[THE PROBLEM]: Transcribe the entries in full, keeping each word as it is.

[PROVIDED RECORDS]:

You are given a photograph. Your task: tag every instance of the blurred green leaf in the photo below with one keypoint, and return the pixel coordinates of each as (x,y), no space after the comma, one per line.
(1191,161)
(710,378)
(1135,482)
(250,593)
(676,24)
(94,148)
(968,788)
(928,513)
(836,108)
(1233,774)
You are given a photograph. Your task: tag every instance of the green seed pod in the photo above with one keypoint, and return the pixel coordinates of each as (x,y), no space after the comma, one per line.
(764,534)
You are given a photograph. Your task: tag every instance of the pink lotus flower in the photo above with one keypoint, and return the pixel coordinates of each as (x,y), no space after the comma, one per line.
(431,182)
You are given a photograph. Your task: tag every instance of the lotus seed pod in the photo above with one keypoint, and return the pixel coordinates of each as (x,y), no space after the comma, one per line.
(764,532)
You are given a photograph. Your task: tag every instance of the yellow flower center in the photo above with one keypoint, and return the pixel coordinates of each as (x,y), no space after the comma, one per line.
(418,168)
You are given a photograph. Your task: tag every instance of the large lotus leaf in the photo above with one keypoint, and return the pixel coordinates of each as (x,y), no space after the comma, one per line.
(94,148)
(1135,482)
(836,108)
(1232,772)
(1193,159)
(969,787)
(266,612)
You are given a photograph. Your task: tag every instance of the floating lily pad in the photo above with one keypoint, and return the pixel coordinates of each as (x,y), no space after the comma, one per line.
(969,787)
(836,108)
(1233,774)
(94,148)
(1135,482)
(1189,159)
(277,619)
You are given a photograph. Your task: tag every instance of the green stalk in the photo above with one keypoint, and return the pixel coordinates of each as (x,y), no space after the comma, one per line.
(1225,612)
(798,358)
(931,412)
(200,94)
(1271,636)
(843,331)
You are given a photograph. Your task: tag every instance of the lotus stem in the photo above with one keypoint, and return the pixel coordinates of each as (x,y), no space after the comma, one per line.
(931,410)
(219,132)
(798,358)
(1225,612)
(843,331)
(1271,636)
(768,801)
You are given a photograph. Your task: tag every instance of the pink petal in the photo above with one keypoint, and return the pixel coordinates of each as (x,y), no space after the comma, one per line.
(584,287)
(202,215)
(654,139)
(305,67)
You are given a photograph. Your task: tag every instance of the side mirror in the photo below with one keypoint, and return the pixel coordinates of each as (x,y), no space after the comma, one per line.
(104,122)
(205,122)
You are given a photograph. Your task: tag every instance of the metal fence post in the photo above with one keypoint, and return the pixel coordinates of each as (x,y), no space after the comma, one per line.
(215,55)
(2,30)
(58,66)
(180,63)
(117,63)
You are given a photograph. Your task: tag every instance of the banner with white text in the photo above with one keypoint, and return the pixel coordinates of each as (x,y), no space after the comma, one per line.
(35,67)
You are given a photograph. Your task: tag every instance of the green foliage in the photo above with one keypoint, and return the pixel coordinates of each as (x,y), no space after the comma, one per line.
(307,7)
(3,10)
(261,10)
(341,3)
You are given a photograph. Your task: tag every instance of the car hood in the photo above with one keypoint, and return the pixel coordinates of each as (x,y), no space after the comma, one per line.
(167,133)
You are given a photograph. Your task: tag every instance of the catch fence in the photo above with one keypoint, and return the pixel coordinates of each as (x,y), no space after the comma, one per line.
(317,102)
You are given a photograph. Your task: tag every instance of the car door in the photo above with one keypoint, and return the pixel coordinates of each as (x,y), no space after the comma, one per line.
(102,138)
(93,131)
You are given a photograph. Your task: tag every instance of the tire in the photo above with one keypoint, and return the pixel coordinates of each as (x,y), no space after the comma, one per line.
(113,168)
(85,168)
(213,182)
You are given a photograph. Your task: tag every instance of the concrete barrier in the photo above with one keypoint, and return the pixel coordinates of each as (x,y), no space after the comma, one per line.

[YOUR SOLUTION]:
You are given a photograph. Your task: tag every instance of the blurred green leaf in the photo below with one keypoint, and return the pixel coordinates of each as (x,y), no space after the comma, one per line.
(1191,161)
(710,378)
(1135,482)
(250,593)
(676,24)
(94,148)
(968,788)
(928,513)
(836,108)
(1233,774)
You are given a photograph. Your task: tag every instance of the green seed pod in the photo above with one keypoint, and return the pixel coordinates of each as (x,y), no space after the comma, one per line.
(764,534)
You are given a photograph. Your task: tag every instance of the pink lotus flower in the photo above with one keypoint, and return the pixel coordinates of each as (x,y), no space after the comma, one per line.
(431,182)
You are given a photograph. Your task: tag every instance of the lotus seed pod in the photo above with one keypoint, and return the pixel coordinates of each as (x,y), no space after the comma, one per line.
(764,532)
You are given a photograph. Your task: tag every instance of the yellow flower center in the photo above with one keypoint, and return the pixel coordinates of each as (x,y), no space after the comma, one per line.
(418,168)
You are given a photograph. Your task: tag every instance of the large lotus leaf in the photo above with one keypoint, and return the pixel coordinates of each as (x,y), no space after the comma, one per line.
(94,148)
(1135,482)
(836,108)
(1232,772)
(1193,159)
(969,787)
(266,612)
You are given a photograph. Your task: tag every instance of the floating lily pad in the photo above with one keypoint, and return the pixel coordinates of each as (x,y), no space after the comma, one per line.
(969,787)
(836,108)
(1233,774)
(94,148)
(1135,482)
(1189,159)
(277,619)
You are given a photograph. Your task: tag every instance of the green stalk in the photo above with one keypoint, and return the pixel coordinates of each as (x,y), no space after the comma, one per line.
(1225,612)
(798,358)
(931,412)
(200,94)
(1271,636)
(843,331)
You are given a photograph. Your task: tag every instance of the lotus stem in the photo above with one keypoint, and return the pixel coordinates of each as (x,y), no space after the comma, one per line.
(931,410)
(219,132)
(798,358)
(1225,612)
(843,331)
(1271,636)
(768,801)
You are given a photograph. Your task: tag every instance of the pink petal in the photo above with one keypoint, and return the pixel coordinates of each as (x,y), no space after the comma, one per line.
(584,287)
(202,215)
(654,139)
(305,67)
You are given a photograph. Your task: tag every instance of the side mirror in the photo below with one keypoint, and return the pixel coordinates of each as (x,y), no space after the comma, one per line.
(104,122)
(205,122)
You are given a photograph. Your task: tag every instance of the metal fence post in the photo above with one keypoint, and return the pixel coordinates of each as (x,y), no space after the comma, one per line.
(215,55)
(2,30)
(58,66)
(180,63)
(117,63)
You are given a photograph. Your task: tag every instance of the banner with white text in the photo above with one keypoint, and return the pixel coordinates of each as (x,y), no space after the comma, one per line.
(35,67)
You are given a photograph. Your task: tag every instance of the green foliage in the photo above with one keypoint, and return the pixel coordinates of each as (x,y), no space after the comma, one per line.
(307,7)
(3,10)
(261,10)
(341,3)
You are given a photograph. Your task: tag every instance of the car hood in the photo above with one keypoint, and return the pixel coordinates of each as (x,y), no space after the comma, one per line.
(167,133)
You are given a photograph. Your task: tag every instance of the catch fence in the photo above with one keypoint, and return the pixel coordinates of each as (x,y), no space after the comma, one per line.
(317,102)
You are given a photograph. Your task: tag every instance of the car door in the photo above with one keypoint, and return the pixel coordinates of each as (x,y), no space after the comma, one per line.
(102,138)
(93,131)
You are given a photograph. Your task: tag every instance of the tire in the photo above with one keypoint, and return the pixel coordinates of each as (x,y), no space after the comma, one per line.
(113,168)
(85,168)
(213,182)
You are given a photograph. Your task: tag every instance of the concrete barrier in the photo above with one keypoint, and return the pixel coordinates of each as (x,y), no space after the comma, one per line.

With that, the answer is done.